-- Listed entries start --
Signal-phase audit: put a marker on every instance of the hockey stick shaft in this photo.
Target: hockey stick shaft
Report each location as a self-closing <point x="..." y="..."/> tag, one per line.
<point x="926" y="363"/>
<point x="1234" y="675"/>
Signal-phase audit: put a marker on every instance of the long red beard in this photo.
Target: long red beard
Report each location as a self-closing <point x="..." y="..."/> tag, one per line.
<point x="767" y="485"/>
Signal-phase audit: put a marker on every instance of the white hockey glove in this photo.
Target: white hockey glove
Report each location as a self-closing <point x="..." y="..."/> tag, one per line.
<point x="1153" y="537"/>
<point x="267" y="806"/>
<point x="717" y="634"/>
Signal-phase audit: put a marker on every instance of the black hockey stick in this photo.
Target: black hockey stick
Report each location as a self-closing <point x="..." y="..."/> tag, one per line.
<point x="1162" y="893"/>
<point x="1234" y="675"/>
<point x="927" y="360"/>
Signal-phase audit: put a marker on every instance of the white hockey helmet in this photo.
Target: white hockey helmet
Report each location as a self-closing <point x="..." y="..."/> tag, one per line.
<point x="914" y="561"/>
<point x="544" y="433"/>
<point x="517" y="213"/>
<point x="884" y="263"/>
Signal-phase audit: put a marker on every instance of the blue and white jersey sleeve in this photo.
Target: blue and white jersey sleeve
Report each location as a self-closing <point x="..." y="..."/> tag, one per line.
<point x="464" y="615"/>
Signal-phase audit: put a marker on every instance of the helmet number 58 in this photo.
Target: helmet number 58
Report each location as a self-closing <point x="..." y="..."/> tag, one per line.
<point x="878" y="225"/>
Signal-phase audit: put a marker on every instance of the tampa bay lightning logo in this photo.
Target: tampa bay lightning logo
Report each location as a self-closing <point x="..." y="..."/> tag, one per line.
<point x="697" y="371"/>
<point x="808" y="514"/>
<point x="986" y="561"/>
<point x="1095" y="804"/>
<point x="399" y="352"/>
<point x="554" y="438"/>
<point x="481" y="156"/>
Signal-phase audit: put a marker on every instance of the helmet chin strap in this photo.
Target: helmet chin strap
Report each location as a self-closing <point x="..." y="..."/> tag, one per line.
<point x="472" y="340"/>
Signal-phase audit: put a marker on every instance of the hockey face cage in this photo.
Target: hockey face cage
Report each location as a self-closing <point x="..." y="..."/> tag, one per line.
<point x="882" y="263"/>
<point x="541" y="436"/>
-- Listed entries end --
- [Problem to work on] Quote every one of the records above word for word, keeping each line in its original order.

- [Finished task]
Signal-phase audit: put a marker on every instance of the hockey stick shaft in this photo.
Target: hockey stick shaft
Report each location as a self-closing <point x="..." y="..."/> tag, one per line.
<point x="926" y="363"/>
<point x="1234" y="675"/>
Signal-phase audit: put a marker on every instance of the long red beard in this photo.
Target: long red beard
Report each location as a self-closing <point x="..." y="..."/> tag, one per line.
<point x="767" y="485"/>
Signal-phase audit: put a marker on every instance of the white hockey glove in this photo.
Target: white hockey glove
Report each location as a self-closing <point x="..." y="..."/> tag, one per line.
<point x="1153" y="537"/>
<point x="267" y="806"/>
<point x="717" y="634"/>
Signal-phase audit: put a marker on every instance of the black hockey stick in this photo.
Target: black hockey stick
Report each location as a self-closing <point x="..." y="..."/> tag, one per line.
<point x="1162" y="893"/>
<point x="1234" y="675"/>
<point x="927" y="360"/>
Signal-phase audit: put a marker on every instance of the white hockey helmet in this photo.
Target: white hockey helmet
Report each location as a self-closing <point x="..." y="..."/> tag, one per line.
<point x="914" y="561"/>
<point x="544" y="433"/>
<point x="517" y="213"/>
<point x="884" y="263"/>
Signal-phase audit: put a marker on every instance of the blue and white jersey sleeve in this photo.
Target: blue and white jersey sleeve
Report each location as a self-closing <point x="..." y="..."/> tag, one per line.
<point x="464" y="615"/>
Signal-phase audit: put a marker on every instance of the helmet number 58 in this photo.
Target: helmet number 58
Report each location as a self-closing <point x="..." y="..."/> tag, one per line.
<point x="878" y="225"/>
Signal-phase audit: put a marker on every instance of the tampa bay lightning logo in this photo.
Target: tampa bay lightning logo
Report each location as a self-closing <point x="..." y="..."/> tag, one per line.
<point x="697" y="371"/>
<point x="808" y="514"/>
<point x="986" y="561"/>
<point x="1095" y="804"/>
<point x="399" y="352"/>
<point x="554" y="438"/>
<point x="481" y="156"/>
Signal-phase audit: put a marker on every instance of the helmet chin strap in this photo.
Target: helmet chin strap
Report each location as a self-closing <point x="..." y="..."/> tag, one per line.
<point x="472" y="340"/>
Signal-phase audit: put a marker on every instance of the hockey face cage in this photo.
Target: hockey face cage
Report each location as a self-closing <point x="..." y="..."/> tag, one per line.
<point x="882" y="263"/>
<point x="541" y="436"/>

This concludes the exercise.